For the records below, tally the lines that include the word "shadow" and report the number alone.

====== EXERCISE DATA ======

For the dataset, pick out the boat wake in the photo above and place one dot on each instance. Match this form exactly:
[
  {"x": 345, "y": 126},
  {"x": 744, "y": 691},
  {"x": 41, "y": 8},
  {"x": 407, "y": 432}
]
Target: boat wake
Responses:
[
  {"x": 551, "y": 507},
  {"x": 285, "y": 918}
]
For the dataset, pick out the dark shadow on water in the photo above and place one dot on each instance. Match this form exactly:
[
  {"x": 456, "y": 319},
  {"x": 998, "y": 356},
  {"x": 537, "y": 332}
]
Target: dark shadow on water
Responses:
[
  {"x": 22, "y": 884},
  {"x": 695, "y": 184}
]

======

__RESPONSE__. 2